> **OBJETIVO DO EXERCÍCIO**: Segundo o relato sobre Adaílton, quanto ele ganhava por mês na fazenda em Belém, em 1994?

Simplício, o avô de Adaílton faleceu quando ele tinha 15 anos. Pelos próximos 3 anos ficou sob os cuidados da avó, mas saiu da roça da família para trabalhar nas fazendas próximas. Com a simplicidade de quem vê beleza no que está em volta, apaixonou-se pelos caminhões, que iam e vinham e poucas raízes criavam. Quando os 18 anos chegaram, o patrão de uma das fazendas queria levar uns cavalos para Belém do Pará. Com ele dirigindo! Foi sem pestanejar.
– Morei 4 anos em Belém. Morava e trabalhava na fazenda, de domingo a domingo, sem descanso, nada. Era 1994 e a gente ganhava 70 reais por mês.
– Isso aí era quase escravidão!
– Pois é, mas a gente não tinha noção dessas coisas, não. Um dia a gente decidiu ir na cidade gastar os 70 reais do mês. Jogar uma sinuca, tomar uma cerveja. Andamos os quase 30 quilômetros de estrada da fazenda até Belém. Mas voltamos de carona!
Ele ri. E continua.
– Eu fui com um tio meu e a esposa dele, que também saíram de Iguaí para lá. No bar eu conheci um caminhoneiro, que quando eu contei onde trabalhava, falou que era para eu ir embora o quanto antes, que o patrão era desses que resolvia as coisas mandando matar. E eu tinha medo dele já, tinha ouvido umas histórias, mas a gente acha que nunca vai acontecer com a gente. O caminhoneiro nos deu carona de volta, e decidimos que era hora de fugir. Meu tio conseguiu que uma irmã dele que morava em São Paulo mandasse dinheiro suficiente pros três e saímos escondidos de ônibus pra cá. Quatro dias e meio de viagem!
Finalmente, já com 22 anos de idade, Adaílton veio morar com a mãe, em Diadema. Assim que chegou começou a trabalhar em uma transportadora.

> **DADOS ARMAZENADOS**:
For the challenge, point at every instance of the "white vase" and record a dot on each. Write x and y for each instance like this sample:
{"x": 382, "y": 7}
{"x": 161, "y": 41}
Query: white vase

> **RESPOSTA COMPLETA**: Ganhava 70 reais por mês.